-- start Records to use --

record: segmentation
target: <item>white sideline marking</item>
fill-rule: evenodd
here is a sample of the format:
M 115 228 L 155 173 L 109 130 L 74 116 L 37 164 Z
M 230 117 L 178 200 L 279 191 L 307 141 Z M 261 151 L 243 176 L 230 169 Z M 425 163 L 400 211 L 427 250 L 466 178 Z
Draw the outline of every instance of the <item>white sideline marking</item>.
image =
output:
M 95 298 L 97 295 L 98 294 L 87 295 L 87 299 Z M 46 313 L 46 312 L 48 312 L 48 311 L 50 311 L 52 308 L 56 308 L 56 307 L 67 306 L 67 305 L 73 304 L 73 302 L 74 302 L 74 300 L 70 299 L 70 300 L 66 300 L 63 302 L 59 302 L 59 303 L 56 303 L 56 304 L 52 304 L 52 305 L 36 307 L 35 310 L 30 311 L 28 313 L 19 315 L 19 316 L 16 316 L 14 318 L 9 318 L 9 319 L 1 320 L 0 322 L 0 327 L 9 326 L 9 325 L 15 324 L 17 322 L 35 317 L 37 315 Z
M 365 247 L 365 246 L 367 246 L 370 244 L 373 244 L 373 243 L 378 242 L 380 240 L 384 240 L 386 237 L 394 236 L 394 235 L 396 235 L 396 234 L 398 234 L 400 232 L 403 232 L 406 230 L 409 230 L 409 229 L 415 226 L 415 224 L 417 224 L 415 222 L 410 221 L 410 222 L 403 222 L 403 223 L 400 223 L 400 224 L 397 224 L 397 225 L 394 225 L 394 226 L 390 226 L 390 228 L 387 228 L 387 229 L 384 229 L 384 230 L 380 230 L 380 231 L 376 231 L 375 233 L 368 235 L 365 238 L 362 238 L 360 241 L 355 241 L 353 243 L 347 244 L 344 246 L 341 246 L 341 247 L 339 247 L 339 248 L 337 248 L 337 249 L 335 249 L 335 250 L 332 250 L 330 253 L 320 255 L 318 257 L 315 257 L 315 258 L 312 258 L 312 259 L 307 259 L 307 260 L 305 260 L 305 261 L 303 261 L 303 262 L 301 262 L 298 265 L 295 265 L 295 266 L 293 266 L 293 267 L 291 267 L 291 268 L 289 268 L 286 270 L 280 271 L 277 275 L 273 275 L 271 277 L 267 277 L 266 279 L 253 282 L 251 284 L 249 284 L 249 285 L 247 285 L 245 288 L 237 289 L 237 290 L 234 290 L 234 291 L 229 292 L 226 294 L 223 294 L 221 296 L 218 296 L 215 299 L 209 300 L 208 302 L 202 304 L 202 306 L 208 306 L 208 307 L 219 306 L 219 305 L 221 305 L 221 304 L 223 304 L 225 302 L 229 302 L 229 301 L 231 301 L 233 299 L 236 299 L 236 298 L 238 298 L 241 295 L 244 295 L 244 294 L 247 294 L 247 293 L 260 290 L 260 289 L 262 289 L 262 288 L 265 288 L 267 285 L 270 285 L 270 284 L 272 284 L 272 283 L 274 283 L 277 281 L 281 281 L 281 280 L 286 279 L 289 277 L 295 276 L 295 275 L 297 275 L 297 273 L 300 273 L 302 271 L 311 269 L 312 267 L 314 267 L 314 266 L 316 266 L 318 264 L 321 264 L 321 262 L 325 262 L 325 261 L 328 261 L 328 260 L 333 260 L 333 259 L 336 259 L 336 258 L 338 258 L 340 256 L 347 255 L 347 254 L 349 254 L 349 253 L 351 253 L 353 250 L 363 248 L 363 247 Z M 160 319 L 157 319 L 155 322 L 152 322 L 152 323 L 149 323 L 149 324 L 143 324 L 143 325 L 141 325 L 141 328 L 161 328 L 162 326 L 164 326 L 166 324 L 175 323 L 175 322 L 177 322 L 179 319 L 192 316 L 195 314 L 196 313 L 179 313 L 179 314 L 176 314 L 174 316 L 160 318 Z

-- end Records to use --

### Given task
Please reproduce everything from the first of the lines above down to the line containing "M 95 298 L 97", including that line.

### Solution for this task
record: segmentation
target: <item>white sideline marking</item>
fill-rule: evenodd
here is a sample of the format:
M 115 228 L 155 173 L 109 130 L 74 116 L 37 164 Z
M 230 117 L 178 200 L 279 191 L 307 141 Z M 261 151 L 243 176 L 230 169 Z M 425 163 L 400 211 L 427 250 L 466 178 Z
Draw the outline of every instance of the <item>white sideline marking</item>.
image =
output:
M 95 298 L 97 295 L 98 294 L 87 295 L 87 299 Z M 46 313 L 46 312 L 48 312 L 48 311 L 50 311 L 52 308 L 56 308 L 56 307 L 67 306 L 67 305 L 73 304 L 73 302 L 74 302 L 74 300 L 70 299 L 70 300 L 66 300 L 63 302 L 59 302 L 59 303 L 56 303 L 56 304 L 52 304 L 52 305 L 36 307 L 35 310 L 30 311 L 28 313 L 19 315 L 19 316 L 16 316 L 14 318 L 9 318 L 9 319 L 1 320 L 0 322 L 0 327 L 9 326 L 9 325 L 15 324 L 17 322 L 35 317 L 37 315 Z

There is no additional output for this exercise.